YOUR OBJECTIVE » Write out each line from the data below that includes the word "screen".

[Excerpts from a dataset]

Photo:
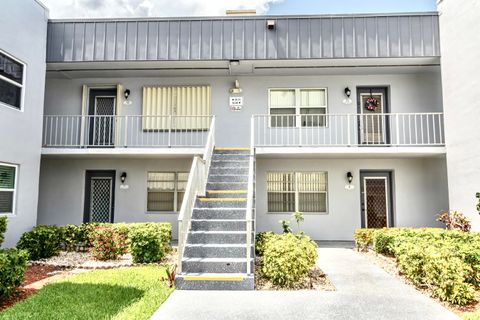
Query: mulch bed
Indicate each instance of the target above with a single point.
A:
(316, 280)
(33, 273)
(389, 264)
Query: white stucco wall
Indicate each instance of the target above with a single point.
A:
(62, 189)
(460, 45)
(409, 92)
(420, 193)
(23, 25)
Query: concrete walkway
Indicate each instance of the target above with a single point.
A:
(364, 291)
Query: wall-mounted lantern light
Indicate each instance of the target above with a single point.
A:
(270, 24)
(126, 94)
(123, 177)
(348, 93)
(349, 186)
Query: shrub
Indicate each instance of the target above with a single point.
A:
(3, 229)
(13, 264)
(287, 258)
(261, 240)
(42, 242)
(455, 220)
(107, 243)
(146, 244)
(363, 239)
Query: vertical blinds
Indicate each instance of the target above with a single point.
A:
(191, 106)
(7, 177)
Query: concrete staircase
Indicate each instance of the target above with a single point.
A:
(215, 256)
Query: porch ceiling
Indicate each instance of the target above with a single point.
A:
(106, 69)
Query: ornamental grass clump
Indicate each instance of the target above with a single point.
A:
(108, 243)
(287, 258)
(13, 263)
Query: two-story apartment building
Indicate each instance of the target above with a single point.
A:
(225, 125)
(22, 82)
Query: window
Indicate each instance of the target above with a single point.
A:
(165, 190)
(297, 191)
(11, 81)
(8, 176)
(190, 106)
(298, 107)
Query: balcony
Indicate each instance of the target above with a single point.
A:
(136, 134)
(376, 133)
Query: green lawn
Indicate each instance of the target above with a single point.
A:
(127, 293)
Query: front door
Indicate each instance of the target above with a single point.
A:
(99, 196)
(373, 122)
(101, 111)
(376, 198)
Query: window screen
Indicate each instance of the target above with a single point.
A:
(286, 104)
(165, 190)
(7, 188)
(11, 81)
(297, 191)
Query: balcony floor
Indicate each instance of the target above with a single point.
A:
(351, 152)
(163, 152)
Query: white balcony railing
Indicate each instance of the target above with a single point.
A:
(374, 129)
(133, 131)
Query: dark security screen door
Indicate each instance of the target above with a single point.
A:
(102, 117)
(99, 196)
(376, 198)
(373, 125)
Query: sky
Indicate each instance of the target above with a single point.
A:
(167, 8)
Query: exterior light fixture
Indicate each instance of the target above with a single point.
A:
(271, 24)
(349, 186)
(123, 177)
(126, 94)
(348, 93)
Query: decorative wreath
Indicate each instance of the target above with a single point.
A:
(371, 104)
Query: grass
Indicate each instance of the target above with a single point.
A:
(127, 293)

RESPONSE »
Query: window screen
Query: dark security screen door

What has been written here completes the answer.